AUFGABENSTELLUNG>
Geben Sie aus dem Artikel über die Migrationseinigung von Bund und Ländern den Abschnitt wortgetreu wieder, der mit den Worten „Jahrelang hatten Bund“ beginnt und mit „grün-liberalem Anstrich durchzusetzen.“ endet.

ARTIKEL>

Störfaktoren

Es war 2.45 Uhr in der Nacht auf Dienstag, als Bundeskanzler Olaf Scholz (SPD) vor die Hauptstadtpresse trat, und einen „historischen Moment“ verkündete. Bund und Länder hätten sich geeinigt. „Unser gemeinsames Ziel ist es, die irreguläre Migration zurückzudrängen“, so der Kanzler.

Was Scholz dann in Begleitung der Ministerpräsidenten Boris Rhein (CDU) und Stephan Weil (SPD) verkündete, war so neu nicht. Asylverfahren sollen abgekürzt, die Zahl von Geflüchteten verringert, Leistungen gestrichen und Bargeld nicht mehr ausgezahlt werden. Mit dauerhaften Grenzkontrollen soll gewährleistet werden, dass nur noch ins Land kommt, wer „berechtigt“, also leicht zu verwerten ist. Zudem wird eine Kommission zur „Steuerung der Migration“ eingerichtet. Das Sortieren und Aussortieren von Menschen ist für die Parteien des Bürgerblocks seit langem ein fester Bestandteil des alltäglichen Geschäftes. Nun wollen SPD, Grüne und CDU auch selbst die Lorbeeren dafür einheimsen.

Jahrelang hatten Bund und Länder die Kommunen bei der Unterbringung von Geflüchteten im Regen stehen lassen. Die bewusste Unterfinanzierung führte zu miserablen Wohnverhältnissen, mangelnder Begleitung und überforderten Behördenmitarbeitern. Die willkürliche Errichtung von überdimensionierten und auf lange Zeit überbelegten Gemeinschaftsunterkünften schürte den Unmut in der benachbarten Bevölkerung. Die so geschaffenen Verhältnisse werden nun mit dem regierungsoffiziell geschürten Hass gegen Palästinenser, Araber und Menschen, die dafür gehalten werden, kombiniert, um einen Rechtsruck mit grün-liberalem Anstrich durchzusetzen.

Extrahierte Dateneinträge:
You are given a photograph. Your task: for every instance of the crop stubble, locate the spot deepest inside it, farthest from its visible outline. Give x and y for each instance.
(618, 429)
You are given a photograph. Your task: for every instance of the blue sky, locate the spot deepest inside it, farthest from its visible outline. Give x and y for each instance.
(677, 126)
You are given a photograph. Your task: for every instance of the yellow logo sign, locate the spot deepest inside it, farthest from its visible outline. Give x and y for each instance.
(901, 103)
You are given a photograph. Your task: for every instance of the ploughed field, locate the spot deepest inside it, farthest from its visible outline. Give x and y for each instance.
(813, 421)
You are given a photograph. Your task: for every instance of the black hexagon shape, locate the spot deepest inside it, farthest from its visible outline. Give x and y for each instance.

ANTWORT ZUR ÜBUNG>
Jahrelang hatten Bund und Länder die Kommunen bei der Unterbringung von Geflüchteten im Regen stehen lassen. Die bewusste Unterfinanzierung führte zu miserablen Wohnverhältnissen, mangelnder Begleitung und überforderten Behördenmitarbeitern. Die willkürliche Errichtung von überdimensionierten und auf lange Zeit überbelegten Gemeinschaftsunterkünften schürte den Unmut in der benachbarten Bevölkerung. Die so geschaffenen Verhältnisse werden nun mit dem regierungsoffiziell geschürten Hass gegen Palästinenser, Araber und Menschen, die dafür gehalten werden, kombiniert, um einen Rechtsruck mit grün-liberalem Anstrich durchzusetzen.